Task goal:
Present all of the items below as a numbered list, omitting any blank lines.

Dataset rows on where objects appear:
━━━━━━━━━━━━━━━━

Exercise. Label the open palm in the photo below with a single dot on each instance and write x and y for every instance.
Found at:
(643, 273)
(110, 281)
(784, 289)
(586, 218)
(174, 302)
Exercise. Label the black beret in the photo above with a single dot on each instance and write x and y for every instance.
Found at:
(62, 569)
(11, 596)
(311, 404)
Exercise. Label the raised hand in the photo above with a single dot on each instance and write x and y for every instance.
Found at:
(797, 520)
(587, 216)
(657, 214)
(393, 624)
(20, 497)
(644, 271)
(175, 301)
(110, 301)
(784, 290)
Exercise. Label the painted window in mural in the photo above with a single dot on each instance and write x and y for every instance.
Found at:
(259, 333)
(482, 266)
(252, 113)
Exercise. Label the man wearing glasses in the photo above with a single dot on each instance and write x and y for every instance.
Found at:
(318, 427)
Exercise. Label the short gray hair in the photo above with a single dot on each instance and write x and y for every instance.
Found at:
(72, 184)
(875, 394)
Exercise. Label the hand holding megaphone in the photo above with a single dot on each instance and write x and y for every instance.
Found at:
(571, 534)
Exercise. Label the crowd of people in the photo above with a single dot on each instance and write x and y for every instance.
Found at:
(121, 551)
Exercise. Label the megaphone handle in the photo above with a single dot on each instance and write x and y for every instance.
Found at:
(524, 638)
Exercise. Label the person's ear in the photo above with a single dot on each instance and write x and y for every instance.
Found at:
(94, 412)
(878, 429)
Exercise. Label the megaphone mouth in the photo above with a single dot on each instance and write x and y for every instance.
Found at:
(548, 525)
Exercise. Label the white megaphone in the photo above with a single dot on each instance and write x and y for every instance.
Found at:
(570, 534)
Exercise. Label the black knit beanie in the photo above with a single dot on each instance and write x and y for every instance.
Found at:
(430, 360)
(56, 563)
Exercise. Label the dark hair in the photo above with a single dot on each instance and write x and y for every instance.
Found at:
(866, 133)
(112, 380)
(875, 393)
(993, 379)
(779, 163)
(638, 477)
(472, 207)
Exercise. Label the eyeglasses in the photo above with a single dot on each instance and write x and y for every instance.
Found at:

━━━━━━━━━━━━━━━━

Solution:
1. Exercise. Label the open palm in the photo below with a single dot on each instance and write x and y for every instance.
2. Found at:
3. (643, 273)
4. (110, 281)
5. (784, 289)
6. (586, 218)
7. (174, 302)
8. Exercise. Label the black beret in the photo above with a single dot on each instance and write x and y for every instance.
9. Found at:
10. (62, 569)
11. (11, 596)
12. (311, 404)
13. Exercise. Label the raised hand in the photo above with a single dot on each instance and write x and y for every instance.
14. Found at:
15. (797, 520)
16. (587, 216)
17. (657, 214)
18. (393, 624)
19. (20, 497)
20. (644, 271)
21. (175, 301)
22. (110, 301)
23. (784, 290)
24. Exercise. Label the painted window in mural in the photo above with a single dot on each instance and write x and y for every instance.
25. Found at:
26. (259, 333)
27. (482, 266)
28. (252, 113)
29. Exercise. Label the man wearing glasses in the photo above with a single dot on each instance and write x and y for every instance.
30. Found at:
31. (318, 427)
32. Exercise. Label the short gray hair in the photo above with a single dot on each instance and write x and y for every instance.
33. Found at:
34. (72, 184)
35. (875, 394)
36. Exercise. Label the hand holding megaphone in the photo above with a single dot on each instance and write x and y for every instance.
37. Found at:
38. (571, 534)
39. Exercise. Label the crowd of people in the photo above with a single dot on each instance and write x and y for every instance.
40. Found at:
41. (121, 551)
42. Exercise. Label the megaphone handle in the photo above with a single dot on each instance and write x and y for every instance.
43. Found at:
44. (524, 638)
45. Exercise. Label the person's ear in the photo above with a single dot on each instance and write x and y for every instance.
46. Found at:
47. (94, 412)
48. (878, 429)
49. Exercise. Label the megaphone mouth in the photo above with a single dot on each instance and write x and y for every instance.
50. Found at:
51. (548, 525)
52. Exercise. Label the white megaphone in the photo above with a single dot on each instance and write x and y for every instance.
53. Found at:
54. (570, 534)
55. Exercise. Label the black knit beanie in the photo above with a single dot on each instance and write x and y for every instance.
56. Found at:
57. (430, 360)
58. (56, 563)
59. Exercise. Label the dark hair in the photo above with a single dot on each instance and write x and y for every instance.
60. Found at:
61. (866, 133)
62. (112, 380)
63. (875, 393)
64. (993, 379)
65. (779, 163)
66. (638, 477)
67. (472, 207)
68. Exercise. Label the eyeglasses in the photo above with a single dot on each instance and write x and y for every instance.
69. Found at:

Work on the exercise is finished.